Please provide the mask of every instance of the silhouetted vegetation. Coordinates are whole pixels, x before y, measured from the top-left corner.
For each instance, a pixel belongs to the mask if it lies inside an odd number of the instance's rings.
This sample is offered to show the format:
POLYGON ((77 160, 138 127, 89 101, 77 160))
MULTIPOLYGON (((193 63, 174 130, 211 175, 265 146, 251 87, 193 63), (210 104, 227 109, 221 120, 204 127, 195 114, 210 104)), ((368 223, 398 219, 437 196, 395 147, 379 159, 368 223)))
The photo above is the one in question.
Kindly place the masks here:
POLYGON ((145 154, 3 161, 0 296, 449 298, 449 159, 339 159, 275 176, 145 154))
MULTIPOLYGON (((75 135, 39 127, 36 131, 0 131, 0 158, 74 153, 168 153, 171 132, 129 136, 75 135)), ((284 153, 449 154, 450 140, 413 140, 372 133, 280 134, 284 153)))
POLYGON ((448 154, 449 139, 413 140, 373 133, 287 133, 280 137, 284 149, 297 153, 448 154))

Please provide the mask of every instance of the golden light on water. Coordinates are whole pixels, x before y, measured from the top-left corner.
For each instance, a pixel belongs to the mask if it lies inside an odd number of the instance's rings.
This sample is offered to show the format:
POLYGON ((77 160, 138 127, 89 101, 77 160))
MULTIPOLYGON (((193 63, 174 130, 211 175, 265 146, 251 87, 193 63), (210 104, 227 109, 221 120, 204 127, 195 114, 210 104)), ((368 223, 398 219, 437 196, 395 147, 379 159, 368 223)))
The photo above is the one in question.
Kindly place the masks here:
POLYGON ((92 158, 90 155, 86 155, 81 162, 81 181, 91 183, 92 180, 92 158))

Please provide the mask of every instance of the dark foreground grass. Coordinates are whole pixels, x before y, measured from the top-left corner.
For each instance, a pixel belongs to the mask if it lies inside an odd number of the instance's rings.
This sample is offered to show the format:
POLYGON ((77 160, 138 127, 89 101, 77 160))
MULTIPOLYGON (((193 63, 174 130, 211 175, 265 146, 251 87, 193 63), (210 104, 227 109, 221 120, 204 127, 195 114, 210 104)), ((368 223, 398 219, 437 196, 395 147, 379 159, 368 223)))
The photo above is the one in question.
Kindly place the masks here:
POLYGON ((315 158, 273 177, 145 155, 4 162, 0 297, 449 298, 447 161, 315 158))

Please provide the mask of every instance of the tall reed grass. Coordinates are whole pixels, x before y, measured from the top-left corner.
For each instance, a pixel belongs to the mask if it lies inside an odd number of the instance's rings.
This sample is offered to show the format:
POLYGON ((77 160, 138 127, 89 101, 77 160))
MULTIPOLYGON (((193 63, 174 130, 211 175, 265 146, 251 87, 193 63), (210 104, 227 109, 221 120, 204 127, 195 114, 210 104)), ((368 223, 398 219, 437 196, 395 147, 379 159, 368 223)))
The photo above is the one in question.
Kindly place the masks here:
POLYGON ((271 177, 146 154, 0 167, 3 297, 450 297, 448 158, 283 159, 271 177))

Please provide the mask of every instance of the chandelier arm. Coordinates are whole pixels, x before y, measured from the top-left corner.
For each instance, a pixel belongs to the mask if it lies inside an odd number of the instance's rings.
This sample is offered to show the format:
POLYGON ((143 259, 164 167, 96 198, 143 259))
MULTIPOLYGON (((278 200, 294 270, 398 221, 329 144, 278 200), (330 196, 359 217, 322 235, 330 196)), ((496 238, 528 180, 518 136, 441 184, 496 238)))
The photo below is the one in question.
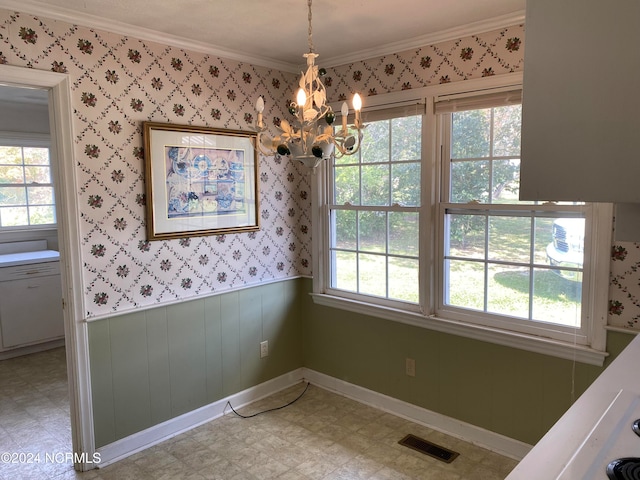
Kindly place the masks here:
POLYGON ((336 158, 342 158, 344 156, 349 156, 349 155, 358 153, 358 151, 360 150, 360 146, 362 144, 362 138, 364 137, 364 133, 362 132, 362 130, 359 129, 358 135, 357 136, 354 135, 353 137, 356 138, 356 143, 355 145, 352 145, 351 148, 347 148, 344 146, 345 141, 349 137, 347 136, 334 137, 334 143, 339 153, 339 155, 336 153, 336 158))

### DESCRIPTION OF THE TASK
Could you repeat the listing above exactly, omitting its pictures?

### OUTPUT FOR THIS TASK
Please provide the mask of every instance of the silhouetted vegetation. Coordinates are whole pixels, x before y, measured from the top-left corner.
For each instance, a pixel belongs to the mask if it lies inside an odd number of the instance's rings.
This sample is offered to show the format:
POLYGON ((77 160, 138 127, 89 101, 77 160))
MULTIPOLYGON (((193 63, 174 130, 211 175, 265 146, 251 87, 193 63), (210 104, 227 109, 221 120, 204 127, 195 114, 210 104)), ((368 223, 398 219, 437 196, 395 147, 379 159, 368 223)))
The photo above is the one in question.
Kindly place the masks here:
POLYGON ((145 154, 3 161, 0 296, 449 298, 449 159, 339 159, 275 176, 145 154))
MULTIPOLYGON (((75 135, 39 127, 36 131, 0 131, 0 158, 74 153, 168 153, 171 132, 129 136, 75 135)), ((284 153, 449 154, 450 140, 413 140, 372 133, 280 134, 284 153)))
POLYGON ((448 154, 449 139, 413 140, 373 133, 287 133, 280 137, 284 149, 297 153, 448 154))

Please provide the mask of every instance of the golden light on water. Coordinates are whole pixels, x before y, measured from the top-left corner.
For each instance, a pixel belongs to the mask if it lies inside an odd number of the instance's rings.
This sample is offered to show the format:
POLYGON ((77 160, 138 127, 89 101, 77 160))
MULTIPOLYGON (((193 63, 174 130, 211 175, 265 146, 251 87, 193 63), (210 104, 227 109, 221 120, 204 127, 195 114, 210 104)), ((368 223, 398 219, 437 196, 395 147, 379 159, 368 223)))
The photo above is the one in question.
Kindly place the masks here:
POLYGON ((92 158, 90 155, 86 155, 81 162, 81 181, 91 183, 92 180, 92 158))

Please provide the mask of every instance of the dark foreground grass. Coordinates are whole pixels, x before y, measured from the top-left corner.
For each instance, a pixel belongs to the mask if it lies inside an odd number of the instance's rings.
This sample is offered to show the format:
POLYGON ((77 160, 138 127, 89 101, 77 160))
MULTIPOLYGON (((193 63, 174 130, 211 175, 265 146, 251 87, 193 63), (210 104, 227 109, 221 120, 204 127, 195 114, 210 104)), ((368 223, 398 219, 437 196, 395 147, 379 159, 368 223)))
The photo above is the one in question.
Kindly place the masks here:
POLYGON ((315 158, 273 177, 145 155, 4 162, 0 297, 449 298, 447 161, 315 158))

Please provide the mask of every instance of the tall reed grass. Coordinates are whole pixels, x before y, measured from the top-left corner.
For each instance, a pixel belongs to the mask if it lies inside an odd number of the instance's rings.
This sample is offered to show the format:
POLYGON ((77 160, 138 127, 89 101, 77 160))
MULTIPOLYGON (((193 63, 174 130, 211 175, 265 146, 251 87, 193 63), (210 104, 227 109, 221 120, 204 127, 195 114, 210 104)), ((368 223, 398 219, 437 196, 395 147, 379 159, 368 223)))
The photo above is the one in question.
Kindly place the masks here:
POLYGON ((271 177, 146 154, 0 167, 3 297, 450 297, 448 158, 283 159, 271 177))

Please provide the mask of every instance of the chandelier arm. Coordinates are whole pixels, x before y, measured from the top-left corner.
For each instance, a pixel belongs to the mask if it lies inside an odd number of the instance's rings.
This sample is offered to show the format:
POLYGON ((143 259, 164 167, 96 198, 143 259))
MULTIPOLYGON (((278 200, 294 270, 398 221, 329 144, 278 200), (330 196, 359 217, 322 235, 330 196)), ((496 238, 528 180, 518 136, 441 184, 496 238)))
The photo below is the one in question.
Kindly place the masks here:
POLYGON ((336 158, 342 158, 344 156, 349 156, 349 155, 358 153, 358 151, 360 150, 360 146, 362 144, 362 138, 364 137, 364 133, 362 132, 362 130, 359 129, 358 135, 357 136, 354 135, 353 137, 356 138, 356 143, 355 145, 352 145, 351 148, 347 148, 344 146, 345 141, 349 137, 347 136, 334 137, 334 143, 339 153, 339 155, 336 153, 336 158))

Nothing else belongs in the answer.